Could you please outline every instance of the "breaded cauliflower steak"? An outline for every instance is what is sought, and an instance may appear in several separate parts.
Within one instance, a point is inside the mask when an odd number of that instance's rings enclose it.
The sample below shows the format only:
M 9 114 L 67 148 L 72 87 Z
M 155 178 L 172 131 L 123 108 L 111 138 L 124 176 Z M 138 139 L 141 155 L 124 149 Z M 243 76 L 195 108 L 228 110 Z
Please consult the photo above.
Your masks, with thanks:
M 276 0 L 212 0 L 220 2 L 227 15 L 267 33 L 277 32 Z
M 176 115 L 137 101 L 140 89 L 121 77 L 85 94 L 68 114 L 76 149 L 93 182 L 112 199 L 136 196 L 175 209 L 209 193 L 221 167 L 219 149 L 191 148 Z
---
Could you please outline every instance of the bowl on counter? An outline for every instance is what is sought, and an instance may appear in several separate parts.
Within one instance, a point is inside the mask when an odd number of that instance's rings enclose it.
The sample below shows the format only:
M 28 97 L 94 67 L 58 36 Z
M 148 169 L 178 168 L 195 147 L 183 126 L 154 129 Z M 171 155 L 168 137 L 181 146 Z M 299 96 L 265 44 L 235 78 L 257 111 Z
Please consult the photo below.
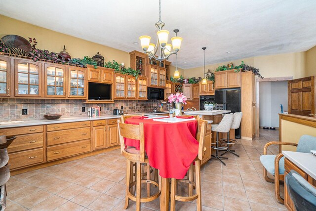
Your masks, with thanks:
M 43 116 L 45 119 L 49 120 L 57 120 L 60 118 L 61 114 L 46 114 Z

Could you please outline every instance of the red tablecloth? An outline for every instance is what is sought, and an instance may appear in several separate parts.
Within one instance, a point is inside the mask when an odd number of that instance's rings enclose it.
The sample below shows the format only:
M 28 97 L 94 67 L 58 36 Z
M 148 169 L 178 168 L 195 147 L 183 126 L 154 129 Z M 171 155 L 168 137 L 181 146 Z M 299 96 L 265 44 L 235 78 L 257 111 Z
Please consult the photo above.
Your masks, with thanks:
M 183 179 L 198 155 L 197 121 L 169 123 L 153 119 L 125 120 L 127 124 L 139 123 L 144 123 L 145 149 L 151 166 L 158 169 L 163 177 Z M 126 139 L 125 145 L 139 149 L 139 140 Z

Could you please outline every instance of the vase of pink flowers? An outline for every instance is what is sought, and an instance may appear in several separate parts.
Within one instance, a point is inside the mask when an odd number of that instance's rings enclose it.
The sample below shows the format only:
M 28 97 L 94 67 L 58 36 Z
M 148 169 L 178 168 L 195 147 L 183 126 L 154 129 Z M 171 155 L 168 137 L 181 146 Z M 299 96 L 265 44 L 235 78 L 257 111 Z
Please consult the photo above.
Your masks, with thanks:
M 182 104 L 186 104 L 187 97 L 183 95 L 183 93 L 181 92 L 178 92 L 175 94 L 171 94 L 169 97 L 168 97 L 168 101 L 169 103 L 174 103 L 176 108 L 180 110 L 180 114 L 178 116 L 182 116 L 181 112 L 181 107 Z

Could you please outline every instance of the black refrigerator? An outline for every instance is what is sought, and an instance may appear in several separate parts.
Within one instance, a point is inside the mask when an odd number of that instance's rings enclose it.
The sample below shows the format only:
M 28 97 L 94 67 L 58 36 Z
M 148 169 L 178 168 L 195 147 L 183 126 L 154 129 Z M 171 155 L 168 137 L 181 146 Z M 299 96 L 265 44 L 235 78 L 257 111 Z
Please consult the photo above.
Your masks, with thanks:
---
# PROBLEM STATEMENT
Convert the lines of the records into a Markdown table with the columns Row and Text, one numbered row per line and blank lines omitted. Begin at the line that contains "Could you please outline every instance of the red" and stop after the line that contains "M 182 104 L".

# COMPLETE ANSWER
| Row | Text |
|---|---|
| 1 | Could you please outline every instance of the red tablecloth? An outline for every instance is what is sought, and an instance may appear in several separate parts. |
| 2 | Within one instance, a point is inside the mask when an odd number of that instance's rings enclose it. |
| 3 | The sample below shows the format only: |
| 4 | M 28 97 L 94 67 L 58 36 Z |
| 5 | M 148 169 L 178 168 L 195 147 L 183 126 L 154 129 Z M 171 155 L 168 137 L 181 146 Z M 299 96 L 265 44 L 235 78 L 257 111 Z |
| 6 | Please consult the photo above. |
| 7 | Your masks, with thanks: |
| 8 | M 183 179 L 198 155 L 197 121 L 169 123 L 153 119 L 125 120 L 127 124 L 139 123 L 144 123 L 145 149 L 151 166 L 158 169 L 163 177 Z M 126 139 L 125 145 L 139 149 L 139 140 Z |
| 9 | Could you please outline every instance of the vase of pink flowers? An outline for every instance is what is sought, and an instance may appear in several separate parts. |
| 10 | Within one instance, a point is inside the mask when an odd number of that instance's rings enclose it. |
| 11 | The sample below shows the format only: |
| 12 | M 28 97 L 94 67 L 58 36 Z |
| 13 | M 148 169 L 178 168 L 195 147 L 183 126 L 154 129 Z M 171 155 L 168 137 L 181 146 Z M 299 96 L 265 44 L 235 78 L 257 111 Z |
| 14 | Please consult the photo above. |
| 15 | Your masks, with thanks: |
| 16 | M 182 104 L 186 104 L 187 97 L 183 95 L 183 93 L 181 92 L 178 92 L 175 94 L 171 94 L 169 97 L 168 97 L 168 101 L 169 103 L 174 103 L 176 108 L 180 110 L 180 114 L 178 116 L 182 116 L 181 112 L 181 107 Z |